He drew me up from the pit of destruction,
out of the miry bog,
and set my feet upon a rock,
making my steps secure.
He put a new song in my mouth,
a song of praise to our God.
Many will see and fear,
and put their trust in the LORD.
Psalm 40 is so beautiful. I have meditated on the first paragraph so many times, especially as a young man. I felt as if my struggle against sin was a miry bog; and God's forgiveness was a rock I could stand on. And when I stood on that rock, I wanted to sing! I wanted to sing praise to God. And I wanted that praise to result in others seeing and fearing and putting their trust in the Lord. I knelt by my bed with Psalm 40 under my nose and asked that God do these things described here.
I also took comfort in the words of the next paragraph, beginning in v. 4:
Blessed is the man who makes
the LORD his trust,
who does not turn to the proud,
to those who go astray after a lie!
You have multiplied, O LORD my God,
your wondrous deeds and your thoughts toward us;
none can compare with you!

● ● ● ● ●

> **Stated goal 1**: In one to three sentences, please explain why the writer of the Psalm 40 reflection wanted to sing.
> **Stated goal 2**: In the Psalm 40 reflection, what did the writer ask of God while kneeling by the bed?
> **Stated goal 3**: Go on with the Psalm 40 reflection from its last line.
The records that follow have nothing to do with the tasks on this text.

> **Record excerpts**:
● ● ● ● ●

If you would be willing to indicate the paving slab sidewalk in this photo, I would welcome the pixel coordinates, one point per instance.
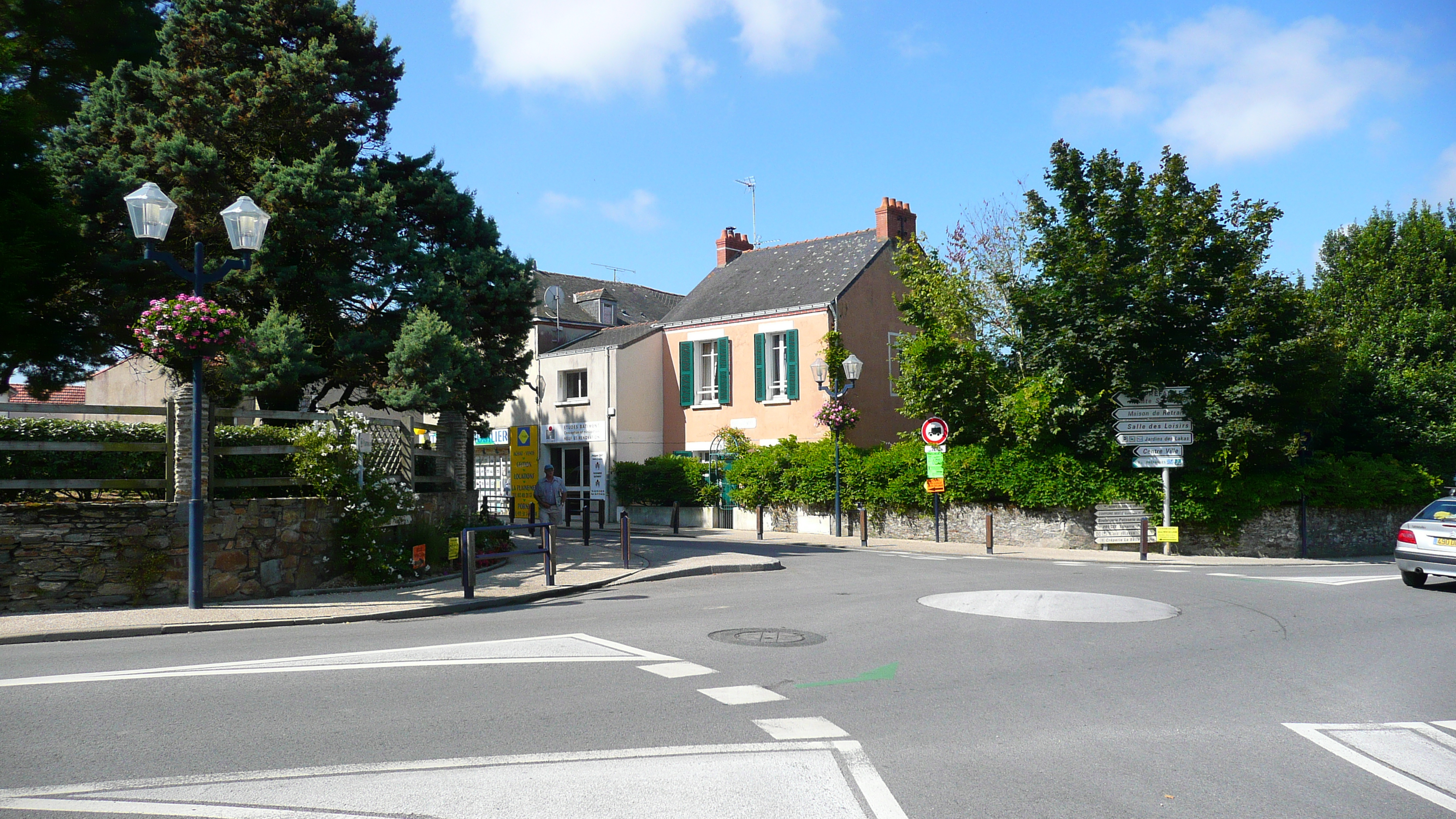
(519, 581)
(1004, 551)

● ● ● ● ●

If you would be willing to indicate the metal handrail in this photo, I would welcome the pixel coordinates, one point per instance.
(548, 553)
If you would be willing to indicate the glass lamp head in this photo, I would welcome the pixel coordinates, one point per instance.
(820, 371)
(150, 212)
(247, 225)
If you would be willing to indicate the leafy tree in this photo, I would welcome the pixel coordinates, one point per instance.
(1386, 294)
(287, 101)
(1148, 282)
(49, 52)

● ● ● ● ●

> **Answer 1**: The writer felt that the struggle against sin was a miry bog and that God's forgiveness was a rock to stand on. Standing on that rock made the writer want to sing praise to God.

> **Answer 2**: The writer asked God to do the things described in Psalm 40.

> **Answer 3**:
I will proclaim and tell of them,
yet they are more than can be told.
It really struck me that God actually thought about me. His thoughts toward us were "many." As a young person not sure of my place in the world, it meant a lot to me—and still does—that God would inspire the psalmist to say this.
"In sacrifice you have not delighted"
"In sacrifice you have not delighted"
But it's Psalm 40:6–8 that we'll be focusing on today, along with one passage in the New Testament that quotes it, Hebrews 10. We'll be training our attention on these words about sacrifice, about delighting to do God's will.
I have never made a sacrifice. I say that not in the sense of missionary David Livingstone, who meant that compared to the reward of Christ none of his hard physical and spiritual labors in Africa were truly difficult. Whatever hardships I’ve undergone in life, it’s true, are nothing compared to the surpassing value of knowing Christ. But when I say I’ve never made a sacrifice, I mean I’ve never killed a goat. I’ve never wrung the neck of a dove. I’ve never sprinkled blood on anything with a hyssop branch or waved grain over an altar. I am a New Covenant Christian, and all those old sacrificial laws were fulfilled on my behalf long before I was born. The closest I’ve come to watching a lamb die was on a flannelgraph board in 1985. And I’m pretty sure there wasn’t even any blood. And it was brought back from the dead the next week. Or maybe that was it's twin.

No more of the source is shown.